What to produce
Print the lines again word for word, starting with the line that contains "Might you point out the person's" and going on through the line that contains "Target: white plastic bag".

Object location annotation data
— Begin —

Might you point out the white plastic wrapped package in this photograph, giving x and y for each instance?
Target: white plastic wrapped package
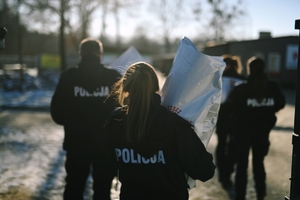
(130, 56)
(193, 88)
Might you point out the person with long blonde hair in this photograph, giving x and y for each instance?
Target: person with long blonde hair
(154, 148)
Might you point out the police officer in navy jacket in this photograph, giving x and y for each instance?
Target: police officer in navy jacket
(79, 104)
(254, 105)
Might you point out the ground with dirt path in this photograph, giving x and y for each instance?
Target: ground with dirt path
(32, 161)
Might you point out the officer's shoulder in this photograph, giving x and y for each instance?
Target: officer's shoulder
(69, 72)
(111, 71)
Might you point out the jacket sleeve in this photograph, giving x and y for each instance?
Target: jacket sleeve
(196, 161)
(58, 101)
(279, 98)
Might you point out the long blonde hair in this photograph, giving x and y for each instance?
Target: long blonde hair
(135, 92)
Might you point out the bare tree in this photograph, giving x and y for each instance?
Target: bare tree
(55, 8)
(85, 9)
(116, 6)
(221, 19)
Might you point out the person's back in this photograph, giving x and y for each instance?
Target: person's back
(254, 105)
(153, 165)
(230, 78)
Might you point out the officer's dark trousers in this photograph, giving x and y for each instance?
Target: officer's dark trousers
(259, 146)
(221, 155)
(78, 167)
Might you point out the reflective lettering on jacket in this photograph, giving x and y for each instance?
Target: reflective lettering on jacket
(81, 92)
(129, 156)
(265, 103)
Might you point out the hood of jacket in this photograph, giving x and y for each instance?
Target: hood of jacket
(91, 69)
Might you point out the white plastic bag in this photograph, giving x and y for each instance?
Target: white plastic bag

— End —
— Begin —

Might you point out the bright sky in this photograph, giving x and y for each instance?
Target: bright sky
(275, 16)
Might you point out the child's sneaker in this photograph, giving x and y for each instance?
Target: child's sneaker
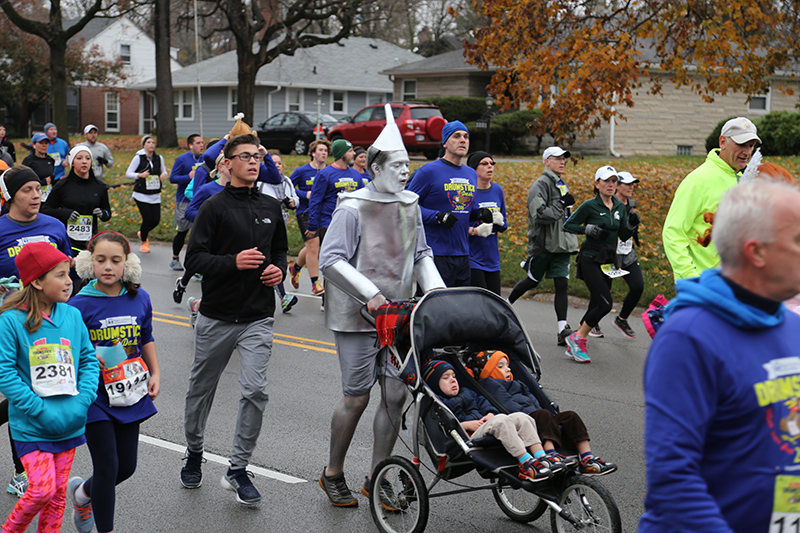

— End —

Task result
Might you point out the person's back in this photograph, giving x and y for each instance?
Target: person's back
(254, 105)
(153, 165)
(230, 78)
Might you point out the officer's dark trousers in this photograph, giving x and y for each instance?
Target: officer's dark trousers
(259, 146)
(221, 155)
(78, 167)
Might you point out the reflective lettering on jacket in this photograph, giving x and y for each instance?
Target: reflective lettering on jacket
(81, 92)
(129, 156)
(265, 103)
Might you point out the hood of jacket in this photograph, giving x and y for each instance?
Target: hood of jacket
(91, 69)
Might you point out the white plastic bag in this photograph, giving x and y for each instance?
Target: white plastic bag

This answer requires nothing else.